#### PAGE TEXT
=====
DAY LABORERS PERSECUTION - Close to 300 day laborers from Freehold, New Jersey are confronting a campaign to remove them from the streets, organized by the City Mayor, police and a group of residents. Civil rights organizations believe that the campaign is rooted in racism and financial interest because the majority of the workers are Mexican and undocumented. Lately, the day laborers have formed an alliance with an African American religious congregation that fights to keep alive the legacy of Dr. Martin Luther King Jr. Our correspondent in New York Marco Vinicio Gonzalez has the details.
ARTHRITIS PREVENTION - Many Latinos suffer from arthritis and joint damage that can eventually lead to knee and hip surgery. Since many don't see a doctor often, health experts suggest following some preventative measures. Dr. Elmer Huerta, a specialist at the George Washington Hospital Center in D.C., shares advice on lifestyle changes that may help prevent arthritis. Raul Silva reports.
January 23rd | Listen to the program
STATE OF THE UNION - President Bush' third and last State of the Union address, was full of optimism. Members of the White House highlighted the speech's emphasis on the fight against terrorism and the call to make permanent the tax cuts. However, Democrats in Congress argue that social programs were largely missing from the President's speech. Patricia Guadalupe in Washington files this report.
NEWSPAPERS MERGER - The two largest Spanish-language newspapers recently announced their consolidation. El Diario/La Prensa in New York and La Opinión in Los Angeles came together under a new partnership called Impremedia. The owners of the new media outlet say they want to expand to new burgeoning Latino cities and to improve their current regional publications. Correspondent Marco Vinicio González has the details from New York.
=====
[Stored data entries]
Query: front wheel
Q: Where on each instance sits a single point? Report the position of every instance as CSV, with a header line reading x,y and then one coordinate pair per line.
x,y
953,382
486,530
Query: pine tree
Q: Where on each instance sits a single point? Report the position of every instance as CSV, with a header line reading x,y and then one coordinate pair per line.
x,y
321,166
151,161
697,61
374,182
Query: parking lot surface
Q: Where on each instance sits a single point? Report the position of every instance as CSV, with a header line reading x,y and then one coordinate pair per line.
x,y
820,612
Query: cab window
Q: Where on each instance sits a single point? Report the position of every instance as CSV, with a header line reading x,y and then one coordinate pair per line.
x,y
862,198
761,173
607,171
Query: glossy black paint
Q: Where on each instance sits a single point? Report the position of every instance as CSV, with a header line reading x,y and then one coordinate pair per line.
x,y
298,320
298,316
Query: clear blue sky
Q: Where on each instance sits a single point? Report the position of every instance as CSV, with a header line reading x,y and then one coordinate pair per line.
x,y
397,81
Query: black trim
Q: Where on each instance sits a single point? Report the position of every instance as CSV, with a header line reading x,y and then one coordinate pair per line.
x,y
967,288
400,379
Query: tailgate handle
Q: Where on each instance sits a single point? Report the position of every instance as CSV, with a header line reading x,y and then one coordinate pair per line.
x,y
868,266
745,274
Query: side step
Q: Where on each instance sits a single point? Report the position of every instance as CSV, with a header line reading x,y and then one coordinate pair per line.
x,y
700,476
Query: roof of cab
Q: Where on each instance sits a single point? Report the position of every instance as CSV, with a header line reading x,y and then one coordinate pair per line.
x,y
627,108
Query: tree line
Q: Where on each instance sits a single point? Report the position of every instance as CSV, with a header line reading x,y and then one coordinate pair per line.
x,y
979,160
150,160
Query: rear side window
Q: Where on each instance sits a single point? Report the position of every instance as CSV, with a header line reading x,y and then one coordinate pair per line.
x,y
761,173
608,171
=====
#### DIRECTIONS FOR THIS TASK
Write the next part of the news segment summaries, starting right after the last sentence shown.

#### ANSWER SECTION
POLITICAL VIOLENCE IN MEXICAN TOWN - Some residents of Tlalnepantla, a farming town in Central Mexico, were arrested after the local police cracked down on a demonstration in the main square. Claiming electoral fraud, a group of neighbors disowned the local mayor and state authorities, and took to the streets in civil disobedience. Raul Silva visited the city of Tlalnepantla.
January 30th | Listen to the program
IMMIGRATION REFORM - President Bush' controversial immigration reform plan proposing temporary work permits for undocumented immigrants is facing strong opposition in the US Congress. This week, Democratic leaders criticized the plan for failing to include a road to legalization, while some Republicans argued it will encourage illegal immigration. Our correspondent in Washington, Patricia Guadalupe, spoke about this issue with Eduardo Aguirre Jr, Director of U.S. Citizenship and Immigration Services of the U.S. Department of Homeland Security.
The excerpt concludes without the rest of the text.